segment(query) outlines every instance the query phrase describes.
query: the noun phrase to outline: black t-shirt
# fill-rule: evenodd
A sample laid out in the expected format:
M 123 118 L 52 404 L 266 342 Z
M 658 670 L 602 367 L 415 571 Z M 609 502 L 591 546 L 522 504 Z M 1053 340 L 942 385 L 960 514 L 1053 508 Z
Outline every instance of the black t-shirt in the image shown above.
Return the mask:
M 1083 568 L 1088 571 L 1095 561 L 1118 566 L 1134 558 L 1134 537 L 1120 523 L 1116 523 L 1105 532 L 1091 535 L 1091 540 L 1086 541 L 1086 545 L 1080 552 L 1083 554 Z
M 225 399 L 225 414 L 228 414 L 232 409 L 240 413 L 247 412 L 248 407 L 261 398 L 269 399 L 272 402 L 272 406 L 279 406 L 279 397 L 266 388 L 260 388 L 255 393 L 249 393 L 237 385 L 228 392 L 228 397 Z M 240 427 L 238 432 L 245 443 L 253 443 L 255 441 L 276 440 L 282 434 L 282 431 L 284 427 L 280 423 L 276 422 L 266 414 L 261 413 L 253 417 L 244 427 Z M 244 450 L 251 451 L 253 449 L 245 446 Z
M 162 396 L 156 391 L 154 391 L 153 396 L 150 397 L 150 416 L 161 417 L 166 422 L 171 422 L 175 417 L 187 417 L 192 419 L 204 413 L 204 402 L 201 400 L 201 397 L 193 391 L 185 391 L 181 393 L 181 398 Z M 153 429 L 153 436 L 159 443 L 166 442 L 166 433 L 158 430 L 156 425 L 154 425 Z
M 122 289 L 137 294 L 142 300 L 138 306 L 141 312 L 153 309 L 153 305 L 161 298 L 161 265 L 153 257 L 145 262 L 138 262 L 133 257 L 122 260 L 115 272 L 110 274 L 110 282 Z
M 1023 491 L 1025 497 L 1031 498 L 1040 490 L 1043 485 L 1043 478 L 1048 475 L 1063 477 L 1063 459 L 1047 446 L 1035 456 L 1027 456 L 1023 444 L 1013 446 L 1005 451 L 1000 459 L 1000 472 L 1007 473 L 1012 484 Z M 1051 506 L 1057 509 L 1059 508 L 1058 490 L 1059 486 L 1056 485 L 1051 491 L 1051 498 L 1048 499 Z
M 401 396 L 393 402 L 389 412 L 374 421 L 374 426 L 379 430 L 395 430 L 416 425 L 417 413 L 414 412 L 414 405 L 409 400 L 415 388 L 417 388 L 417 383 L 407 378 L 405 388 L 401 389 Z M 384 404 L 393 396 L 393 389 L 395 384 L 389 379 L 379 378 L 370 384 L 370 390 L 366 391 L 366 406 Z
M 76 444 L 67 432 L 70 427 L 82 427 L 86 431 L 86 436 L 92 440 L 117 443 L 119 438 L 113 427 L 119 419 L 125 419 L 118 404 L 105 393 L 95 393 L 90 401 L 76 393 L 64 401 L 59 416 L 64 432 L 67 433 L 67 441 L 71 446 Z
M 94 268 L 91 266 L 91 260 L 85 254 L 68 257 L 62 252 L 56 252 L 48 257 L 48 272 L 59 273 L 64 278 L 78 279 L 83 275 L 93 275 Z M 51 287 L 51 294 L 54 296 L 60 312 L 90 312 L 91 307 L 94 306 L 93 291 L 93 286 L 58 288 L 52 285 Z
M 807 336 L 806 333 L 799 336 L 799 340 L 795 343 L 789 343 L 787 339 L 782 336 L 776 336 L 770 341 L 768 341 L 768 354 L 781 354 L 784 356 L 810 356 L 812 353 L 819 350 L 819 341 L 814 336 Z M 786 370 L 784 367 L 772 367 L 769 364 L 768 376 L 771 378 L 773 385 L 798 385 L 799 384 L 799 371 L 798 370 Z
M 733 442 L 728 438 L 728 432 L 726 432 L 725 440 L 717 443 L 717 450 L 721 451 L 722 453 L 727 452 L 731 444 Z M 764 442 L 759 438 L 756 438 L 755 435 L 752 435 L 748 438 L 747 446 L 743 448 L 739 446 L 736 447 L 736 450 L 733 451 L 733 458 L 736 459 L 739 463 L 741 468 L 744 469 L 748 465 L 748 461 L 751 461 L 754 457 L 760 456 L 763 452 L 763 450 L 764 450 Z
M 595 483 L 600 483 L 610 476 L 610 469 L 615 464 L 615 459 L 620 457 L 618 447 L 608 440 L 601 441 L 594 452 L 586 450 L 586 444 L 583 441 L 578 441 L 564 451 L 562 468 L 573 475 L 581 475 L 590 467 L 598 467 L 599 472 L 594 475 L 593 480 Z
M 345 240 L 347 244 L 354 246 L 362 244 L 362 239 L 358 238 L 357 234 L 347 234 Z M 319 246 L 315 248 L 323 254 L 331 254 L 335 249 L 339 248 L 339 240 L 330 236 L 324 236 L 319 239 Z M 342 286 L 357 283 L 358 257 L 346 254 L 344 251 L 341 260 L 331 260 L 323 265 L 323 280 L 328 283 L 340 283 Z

Your instructions
Reproduce all of the records above verbatim, preserving every line in its original order.

Exercise result
segment(query) outlines every instance the query phrase describes.
query: the noun phrase to outline: black t-shirt
# fill-rule: evenodd
A sample laid out in the expected format:
M 123 118 L 52 404 L 266 342 Z
M 658 670 L 602 367 L 415 571 Z M 609 502 L 591 546 L 522 504 Z M 1053 340 L 942 385 L 960 514 L 1053 508 Z
Outline every instance of the black t-shirt in the image shown above.
Return the mask:
M 1083 568 L 1088 571 L 1095 561 L 1118 566 L 1134 558 L 1134 537 L 1120 523 L 1116 523 L 1105 532 L 1091 535 L 1091 540 L 1086 541 L 1086 545 L 1080 552 L 1083 554 Z
M 225 399 L 225 414 L 228 414 L 232 409 L 240 413 L 247 412 L 248 407 L 261 398 L 269 399 L 272 402 L 272 406 L 279 406 L 279 397 L 266 388 L 260 388 L 255 393 L 249 393 L 237 385 L 228 392 L 228 397 Z M 240 427 L 238 432 L 245 443 L 253 443 L 255 441 L 276 440 L 282 434 L 282 431 L 284 427 L 280 423 L 276 422 L 266 414 L 261 413 L 253 417 L 244 427 Z M 244 450 L 251 451 L 253 449 L 245 446 Z
M 162 396 L 156 391 L 154 391 L 153 396 L 150 397 L 150 416 L 161 417 L 166 422 L 171 422 L 175 417 L 187 417 L 192 419 L 204 413 L 204 402 L 201 400 L 201 397 L 193 391 L 185 391 L 181 393 L 181 398 Z M 153 429 L 153 436 L 159 443 L 166 442 L 166 433 L 158 430 L 156 425 L 154 425 Z
M 122 289 L 137 294 L 142 300 L 138 306 L 141 312 L 153 309 L 153 305 L 161 298 L 161 265 L 153 257 L 145 262 L 138 262 L 133 257 L 122 260 L 115 272 L 110 274 L 110 282 Z
M 1023 491 L 1025 497 L 1031 498 L 1040 490 L 1043 485 L 1043 478 L 1048 475 L 1063 477 L 1063 459 L 1047 446 L 1035 456 L 1027 456 L 1023 444 L 1013 446 L 1005 451 L 1000 459 L 1000 472 L 1007 473 L 1012 484 Z M 1051 506 L 1057 509 L 1059 508 L 1058 490 L 1059 486 L 1056 485 L 1051 491 L 1051 498 L 1048 499 Z
M 401 396 L 393 402 L 389 412 L 374 421 L 374 426 L 379 430 L 395 430 L 416 425 L 417 413 L 414 412 L 414 405 L 409 400 L 415 388 L 417 388 L 417 383 L 407 378 L 405 388 L 401 389 Z M 384 404 L 393 396 L 393 389 L 395 384 L 389 379 L 379 378 L 370 384 L 370 390 L 366 391 L 366 406 Z
M 76 444 L 67 432 L 70 427 L 82 427 L 86 431 L 86 436 L 92 440 L 117 443 L 119 438 L 113 427 L 119 419 L 125 419 L 118 404 L 105 393 L 95 393 L 90 401 L 76 393 L 64 401 L 59 416 L 64 432 L 67 433 L 67 441 L 71 446 Z
M 94 268 L 91 266 L 91 260 L 85 254 L 68 257 L 62 252 L 56 252 L 48 257 L 48 272 L 59 273 L 64 278 L 78 279 L 83 275 L 93 275 Z M 51 287 L 51 294 L 54 296 L 60 312 L 90 312 L 91 307 L 94 306 L 93 291 L 93 286 L 58 288 L 52 285 Z
M 807 336 L 806 333 L 799 336 L 799 340 L 795 343 L 789 343 L 787 339 L 782 336 L 776 336 L 770 341 L 768 341 L 768 354 L 781 354 L 784 356 L 810 356 L 812 353 L 819 350 L 819 341 L 814 336 Z M 786 370 L 784 367 L 772 367 L 769 364 L 768 376 L 771 378 L 773 385 L 798 385 L 799 384 L 799 371 L 798 370 Z
M 733 442 L 728 438 L 728 432 L 726 432 L 725 440 L 717 443 L 717 450 L 721 451 L 722 453 L 727 452 L 731 444 Z M 764 442 L 759 438 L 756 438 L 755 435 L 752 435 L 748 438 L 747 446 L 743 448 L 739 446 L 736 447 L 736 450 L 733 451 L 733 458 L 736 459 L 739 463 L 741 468 L 744 469 L 748 465 L 748 461 L 751 461 L 754 457 L 760 456 L 763 452 L 763 450 L 764 450 Z
M 595 483 L 600 483 L 610 476 L 610 469 L 615 464 L 615 459 L 620 457 L 618 447 L 608 440 L 601 441 L 594 452 L 586 450 L 586 444 L 583 441 L 578 441 L 564 451 L 562 468 L 573 475 L 581 475 L 590 467 L 598 467 L 599 472 L 594 475 L 593 480 Z
M 345 240 L 347 244 L 354 246 L 362 244 L 362 239 L 358 238 L 357 234 L 347 234 Z M 319 246 L 315 248 L 323 254 L 331 254 L 335 249 L 339 248 L 339 240 L 330 236 L 324 236 L 319 239 Z M 342 286 L 357 283 L 358 257 L 346 254 L 344 251 L 341 260 L 331 260 L 323 265 L 323 280 L 328 283 L 340 283 Z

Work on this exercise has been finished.